Copy out all of the records below, replacing "component" with "module" wherever it appears and leaving everything else unchanged.
— Begin —
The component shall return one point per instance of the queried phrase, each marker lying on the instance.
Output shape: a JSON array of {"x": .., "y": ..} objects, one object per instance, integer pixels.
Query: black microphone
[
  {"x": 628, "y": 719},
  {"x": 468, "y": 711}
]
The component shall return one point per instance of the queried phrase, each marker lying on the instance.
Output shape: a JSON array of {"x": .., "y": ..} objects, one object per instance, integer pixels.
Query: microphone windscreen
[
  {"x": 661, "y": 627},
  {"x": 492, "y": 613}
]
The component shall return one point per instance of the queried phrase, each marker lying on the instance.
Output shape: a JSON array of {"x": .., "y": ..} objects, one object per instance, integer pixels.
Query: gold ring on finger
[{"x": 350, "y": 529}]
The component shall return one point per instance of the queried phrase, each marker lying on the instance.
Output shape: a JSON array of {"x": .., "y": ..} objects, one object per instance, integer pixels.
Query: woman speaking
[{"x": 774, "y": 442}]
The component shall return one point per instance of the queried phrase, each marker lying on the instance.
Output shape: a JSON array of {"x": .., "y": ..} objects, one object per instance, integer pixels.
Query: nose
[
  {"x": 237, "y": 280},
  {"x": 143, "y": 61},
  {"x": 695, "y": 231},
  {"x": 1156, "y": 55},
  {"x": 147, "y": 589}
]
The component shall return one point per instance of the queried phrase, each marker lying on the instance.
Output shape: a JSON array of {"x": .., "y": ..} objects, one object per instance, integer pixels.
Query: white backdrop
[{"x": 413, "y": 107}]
— End —
RESPONSE:
The module shall return one point per instance of the queried phrase, each marker lying on the instance.
Output shape: a JSON array of {"x": .., "y": ..} objects, one object per instance, integer pixels.
Query: black microphone
[
  {"x": 628, "y": 719},
  {"x": 468, "y": 711}
]
The module shall return one point per instance of the queried phrase, each marker lying on the instance.
Output shape: a JSON array of {"x": .., "y": ..} objects, one object per instance, integer pixels.
Query: microphone windscreen
[
  {"x": 661, "y": 627},
  {"x": 492, "y": 613}
]
The module shall return one point per instance of the queried phrase, each marker lying on the instance.
Output shape: a JSON array of {"x": .., "y": ..} objects, one object per instance, integer pixels.
Query: gold ring on finger
[{"x": 350, "y": 529}]
The module shall return one point per instance of the queried phrase, each marker lying on the instance.
Output shape: a JSON array of {"x": .., "y": ..} objects, one object per instance, integer pixels.
Query: woman speaking
[{"x": 774, "y": 442}]
The module shall return one point per instance of the queried phrase, each marker lying on the instance.
Output shape: a JSON array of {"x": .., "y": ..} objects, one object per instance, integer pixels.
Query: nose
[
  {"x": 237, "y": 280},
  {"x": 143, "y": 61},
  {"x": 695, "y": 231},
  {"x": 1156, "y": 55},
  {"x": 147, "y": 589}
]
The module shall return one point per instance of the queried phrase, each marker lying on the instance.
Output shape: a JSON array of {"x": .., "y": ..} objects, one object per instance, integer pixels.
Query: white backdrop
[{"x": 413, "y": 107}]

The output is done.